> **Data for this exercise**:

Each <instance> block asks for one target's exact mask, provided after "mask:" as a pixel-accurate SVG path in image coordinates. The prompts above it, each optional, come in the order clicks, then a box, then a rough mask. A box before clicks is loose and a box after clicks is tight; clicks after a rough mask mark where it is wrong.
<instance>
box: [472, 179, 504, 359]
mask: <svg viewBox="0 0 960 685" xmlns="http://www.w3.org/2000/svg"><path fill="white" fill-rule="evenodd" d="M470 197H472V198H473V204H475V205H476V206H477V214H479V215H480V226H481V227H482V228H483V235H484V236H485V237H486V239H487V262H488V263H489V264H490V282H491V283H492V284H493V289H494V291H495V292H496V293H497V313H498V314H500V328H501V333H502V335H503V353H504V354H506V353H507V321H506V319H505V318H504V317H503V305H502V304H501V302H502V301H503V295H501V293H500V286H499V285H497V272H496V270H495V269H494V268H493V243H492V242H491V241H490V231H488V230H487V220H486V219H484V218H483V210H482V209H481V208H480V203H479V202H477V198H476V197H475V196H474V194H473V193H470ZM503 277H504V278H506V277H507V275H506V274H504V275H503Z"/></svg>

* * *

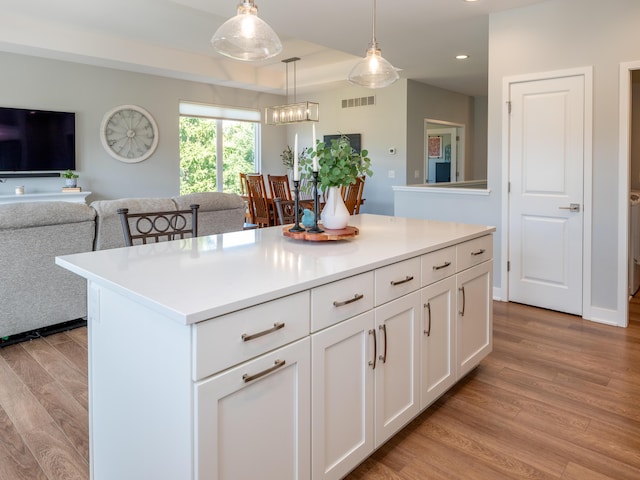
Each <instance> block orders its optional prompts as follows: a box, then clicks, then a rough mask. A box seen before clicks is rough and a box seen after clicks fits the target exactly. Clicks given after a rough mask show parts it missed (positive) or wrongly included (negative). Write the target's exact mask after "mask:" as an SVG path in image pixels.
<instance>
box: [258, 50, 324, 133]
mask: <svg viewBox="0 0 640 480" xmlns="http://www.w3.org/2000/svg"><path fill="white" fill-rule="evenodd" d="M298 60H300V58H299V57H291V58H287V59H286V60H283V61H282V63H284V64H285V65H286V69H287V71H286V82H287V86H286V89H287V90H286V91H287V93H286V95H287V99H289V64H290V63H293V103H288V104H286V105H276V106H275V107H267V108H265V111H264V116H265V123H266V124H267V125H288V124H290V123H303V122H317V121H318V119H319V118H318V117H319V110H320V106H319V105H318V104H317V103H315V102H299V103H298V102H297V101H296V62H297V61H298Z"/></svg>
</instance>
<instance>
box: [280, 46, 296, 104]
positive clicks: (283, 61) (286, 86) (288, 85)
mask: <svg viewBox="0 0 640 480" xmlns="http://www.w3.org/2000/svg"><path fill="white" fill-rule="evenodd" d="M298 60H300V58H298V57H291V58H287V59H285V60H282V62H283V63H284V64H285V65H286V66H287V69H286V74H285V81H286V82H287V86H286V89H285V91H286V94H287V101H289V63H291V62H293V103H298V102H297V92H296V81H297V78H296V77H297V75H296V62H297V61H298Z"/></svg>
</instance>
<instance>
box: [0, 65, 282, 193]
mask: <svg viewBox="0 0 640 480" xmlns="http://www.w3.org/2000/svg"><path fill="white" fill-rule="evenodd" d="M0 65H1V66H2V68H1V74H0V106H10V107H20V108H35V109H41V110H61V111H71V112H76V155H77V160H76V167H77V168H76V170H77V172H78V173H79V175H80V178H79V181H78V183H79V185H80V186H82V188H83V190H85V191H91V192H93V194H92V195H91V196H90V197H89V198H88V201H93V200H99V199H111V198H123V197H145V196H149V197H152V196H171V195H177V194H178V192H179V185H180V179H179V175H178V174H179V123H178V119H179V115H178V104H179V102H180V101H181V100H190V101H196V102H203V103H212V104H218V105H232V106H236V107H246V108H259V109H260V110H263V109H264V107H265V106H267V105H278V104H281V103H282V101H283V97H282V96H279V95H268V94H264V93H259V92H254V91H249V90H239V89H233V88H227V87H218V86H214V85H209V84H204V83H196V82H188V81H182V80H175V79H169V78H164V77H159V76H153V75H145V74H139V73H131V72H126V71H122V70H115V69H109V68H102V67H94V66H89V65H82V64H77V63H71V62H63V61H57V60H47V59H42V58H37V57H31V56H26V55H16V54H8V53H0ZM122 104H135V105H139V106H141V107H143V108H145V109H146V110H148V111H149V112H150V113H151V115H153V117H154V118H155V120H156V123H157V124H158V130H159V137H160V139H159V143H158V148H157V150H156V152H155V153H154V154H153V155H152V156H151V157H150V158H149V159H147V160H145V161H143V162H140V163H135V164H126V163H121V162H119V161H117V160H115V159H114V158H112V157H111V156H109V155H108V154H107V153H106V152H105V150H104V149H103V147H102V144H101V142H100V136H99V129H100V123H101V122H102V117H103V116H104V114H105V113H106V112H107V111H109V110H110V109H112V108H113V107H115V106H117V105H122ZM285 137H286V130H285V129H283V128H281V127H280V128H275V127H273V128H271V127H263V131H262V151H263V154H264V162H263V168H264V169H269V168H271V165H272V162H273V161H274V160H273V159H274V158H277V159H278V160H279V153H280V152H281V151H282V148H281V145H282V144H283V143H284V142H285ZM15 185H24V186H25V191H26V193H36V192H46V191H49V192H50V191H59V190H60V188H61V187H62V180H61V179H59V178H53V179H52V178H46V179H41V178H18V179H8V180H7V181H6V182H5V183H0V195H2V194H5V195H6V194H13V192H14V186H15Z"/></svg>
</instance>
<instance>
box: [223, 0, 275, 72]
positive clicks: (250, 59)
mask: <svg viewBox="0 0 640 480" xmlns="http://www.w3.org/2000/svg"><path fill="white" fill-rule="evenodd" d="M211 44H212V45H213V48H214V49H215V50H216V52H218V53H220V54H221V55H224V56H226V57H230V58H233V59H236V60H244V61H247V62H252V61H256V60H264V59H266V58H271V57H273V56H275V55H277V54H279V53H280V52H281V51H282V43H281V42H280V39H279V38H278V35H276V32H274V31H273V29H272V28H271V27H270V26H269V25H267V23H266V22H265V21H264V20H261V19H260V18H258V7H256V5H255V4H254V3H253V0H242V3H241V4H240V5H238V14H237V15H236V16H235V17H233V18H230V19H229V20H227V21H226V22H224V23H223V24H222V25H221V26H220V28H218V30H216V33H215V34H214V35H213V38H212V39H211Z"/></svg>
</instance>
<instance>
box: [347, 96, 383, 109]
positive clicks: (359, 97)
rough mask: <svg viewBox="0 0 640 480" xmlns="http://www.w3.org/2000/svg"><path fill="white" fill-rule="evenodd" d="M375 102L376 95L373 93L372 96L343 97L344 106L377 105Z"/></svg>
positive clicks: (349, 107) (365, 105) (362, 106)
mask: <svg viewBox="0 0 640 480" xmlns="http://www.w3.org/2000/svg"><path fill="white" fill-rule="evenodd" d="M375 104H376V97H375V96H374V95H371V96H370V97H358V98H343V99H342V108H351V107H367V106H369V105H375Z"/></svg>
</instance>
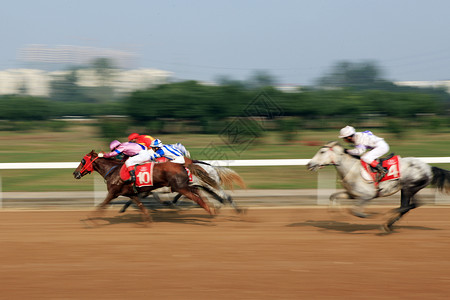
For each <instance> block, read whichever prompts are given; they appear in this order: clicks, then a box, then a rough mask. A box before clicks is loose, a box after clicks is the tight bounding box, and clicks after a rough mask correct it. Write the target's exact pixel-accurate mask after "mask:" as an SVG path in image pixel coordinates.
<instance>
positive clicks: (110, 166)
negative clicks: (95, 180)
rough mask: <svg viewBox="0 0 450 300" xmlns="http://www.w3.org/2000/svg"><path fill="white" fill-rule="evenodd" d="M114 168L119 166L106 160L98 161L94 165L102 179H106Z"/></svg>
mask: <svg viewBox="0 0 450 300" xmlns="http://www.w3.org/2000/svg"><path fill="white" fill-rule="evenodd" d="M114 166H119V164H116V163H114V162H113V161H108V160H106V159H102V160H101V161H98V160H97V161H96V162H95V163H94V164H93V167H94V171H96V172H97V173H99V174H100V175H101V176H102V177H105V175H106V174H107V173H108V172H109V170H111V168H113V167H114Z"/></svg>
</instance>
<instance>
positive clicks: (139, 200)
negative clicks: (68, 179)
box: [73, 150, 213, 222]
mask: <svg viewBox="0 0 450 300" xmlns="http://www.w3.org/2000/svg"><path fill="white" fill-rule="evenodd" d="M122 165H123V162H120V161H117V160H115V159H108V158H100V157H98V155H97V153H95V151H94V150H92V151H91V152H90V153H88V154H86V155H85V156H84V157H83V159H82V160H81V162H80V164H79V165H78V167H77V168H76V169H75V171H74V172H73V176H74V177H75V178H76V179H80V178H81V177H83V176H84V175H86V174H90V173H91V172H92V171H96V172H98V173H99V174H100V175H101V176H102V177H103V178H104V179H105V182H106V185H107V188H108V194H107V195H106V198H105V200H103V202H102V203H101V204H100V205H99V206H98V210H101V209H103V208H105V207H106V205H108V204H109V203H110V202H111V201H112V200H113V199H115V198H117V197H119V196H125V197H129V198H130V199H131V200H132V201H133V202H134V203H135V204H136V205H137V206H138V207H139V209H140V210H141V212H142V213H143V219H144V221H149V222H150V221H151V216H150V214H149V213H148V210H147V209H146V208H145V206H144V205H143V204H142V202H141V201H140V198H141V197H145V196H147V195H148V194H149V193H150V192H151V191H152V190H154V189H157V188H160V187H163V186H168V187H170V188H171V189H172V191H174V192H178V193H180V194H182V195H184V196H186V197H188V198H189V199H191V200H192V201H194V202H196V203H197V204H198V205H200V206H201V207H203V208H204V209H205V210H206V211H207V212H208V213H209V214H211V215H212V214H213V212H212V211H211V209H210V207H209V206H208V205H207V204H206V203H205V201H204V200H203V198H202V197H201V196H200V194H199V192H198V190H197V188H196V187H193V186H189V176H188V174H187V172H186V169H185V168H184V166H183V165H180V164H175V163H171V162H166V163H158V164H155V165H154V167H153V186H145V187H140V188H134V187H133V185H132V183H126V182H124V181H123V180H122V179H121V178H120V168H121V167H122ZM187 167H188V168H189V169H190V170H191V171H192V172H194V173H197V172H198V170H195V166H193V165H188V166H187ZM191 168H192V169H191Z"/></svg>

...

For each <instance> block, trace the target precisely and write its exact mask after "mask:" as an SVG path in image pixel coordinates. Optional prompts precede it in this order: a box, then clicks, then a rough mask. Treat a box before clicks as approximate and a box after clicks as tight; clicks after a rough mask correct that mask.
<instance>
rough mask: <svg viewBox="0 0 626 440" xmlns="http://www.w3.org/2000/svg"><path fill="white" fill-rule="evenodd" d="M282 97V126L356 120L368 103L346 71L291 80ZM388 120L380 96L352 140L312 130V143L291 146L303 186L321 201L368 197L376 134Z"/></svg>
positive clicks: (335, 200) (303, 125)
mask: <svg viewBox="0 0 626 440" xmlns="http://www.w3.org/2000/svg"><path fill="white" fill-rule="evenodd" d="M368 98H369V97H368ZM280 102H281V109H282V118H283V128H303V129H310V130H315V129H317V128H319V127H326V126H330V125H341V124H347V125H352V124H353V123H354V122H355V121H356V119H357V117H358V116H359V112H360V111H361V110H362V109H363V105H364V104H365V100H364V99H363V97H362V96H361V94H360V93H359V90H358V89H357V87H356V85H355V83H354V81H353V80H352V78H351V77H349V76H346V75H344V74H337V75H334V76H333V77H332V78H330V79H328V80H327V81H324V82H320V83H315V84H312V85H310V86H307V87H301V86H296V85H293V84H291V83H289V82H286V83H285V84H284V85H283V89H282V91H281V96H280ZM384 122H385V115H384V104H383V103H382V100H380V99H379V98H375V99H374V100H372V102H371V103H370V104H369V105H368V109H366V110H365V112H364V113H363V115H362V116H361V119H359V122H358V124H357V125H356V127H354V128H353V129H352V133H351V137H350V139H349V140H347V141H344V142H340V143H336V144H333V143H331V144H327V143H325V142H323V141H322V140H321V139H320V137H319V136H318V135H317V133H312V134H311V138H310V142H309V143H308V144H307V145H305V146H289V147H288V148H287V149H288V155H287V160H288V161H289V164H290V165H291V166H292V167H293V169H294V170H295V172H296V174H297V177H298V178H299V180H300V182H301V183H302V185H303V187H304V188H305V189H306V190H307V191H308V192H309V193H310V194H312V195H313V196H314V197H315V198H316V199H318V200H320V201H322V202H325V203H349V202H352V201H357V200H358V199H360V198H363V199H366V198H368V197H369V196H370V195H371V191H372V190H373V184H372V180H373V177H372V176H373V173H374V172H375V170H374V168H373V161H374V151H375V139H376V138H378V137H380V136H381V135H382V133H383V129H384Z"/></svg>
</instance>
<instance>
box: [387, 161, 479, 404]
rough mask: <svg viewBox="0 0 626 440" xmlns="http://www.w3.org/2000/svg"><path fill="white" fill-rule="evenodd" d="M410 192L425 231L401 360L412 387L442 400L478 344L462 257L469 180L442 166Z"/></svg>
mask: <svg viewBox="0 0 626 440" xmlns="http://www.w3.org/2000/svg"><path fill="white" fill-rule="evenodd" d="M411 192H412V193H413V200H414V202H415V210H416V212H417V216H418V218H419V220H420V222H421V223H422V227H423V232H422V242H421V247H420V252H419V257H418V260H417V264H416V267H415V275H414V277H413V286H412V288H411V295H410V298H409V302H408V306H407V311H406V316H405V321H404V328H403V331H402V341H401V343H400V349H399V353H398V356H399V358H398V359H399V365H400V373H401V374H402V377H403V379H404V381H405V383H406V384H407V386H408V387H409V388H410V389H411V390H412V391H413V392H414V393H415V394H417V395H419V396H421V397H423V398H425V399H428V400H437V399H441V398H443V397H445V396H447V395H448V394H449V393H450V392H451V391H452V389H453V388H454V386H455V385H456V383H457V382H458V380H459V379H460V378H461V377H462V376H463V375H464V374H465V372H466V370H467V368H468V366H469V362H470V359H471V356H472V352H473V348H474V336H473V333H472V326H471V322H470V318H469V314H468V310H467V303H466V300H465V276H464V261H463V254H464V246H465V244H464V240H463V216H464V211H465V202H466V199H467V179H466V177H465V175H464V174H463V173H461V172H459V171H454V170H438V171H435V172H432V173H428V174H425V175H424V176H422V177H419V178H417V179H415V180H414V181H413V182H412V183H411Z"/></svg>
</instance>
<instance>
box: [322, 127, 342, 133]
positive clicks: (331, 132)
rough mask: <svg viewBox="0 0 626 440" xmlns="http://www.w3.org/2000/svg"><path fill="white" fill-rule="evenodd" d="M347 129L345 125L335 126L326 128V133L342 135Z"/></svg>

> **Directions**: Please count how many lines in the items above contain the word "that", treating uppercase and lowercase as different, and reply with the number alone.

> **Task answer**: 1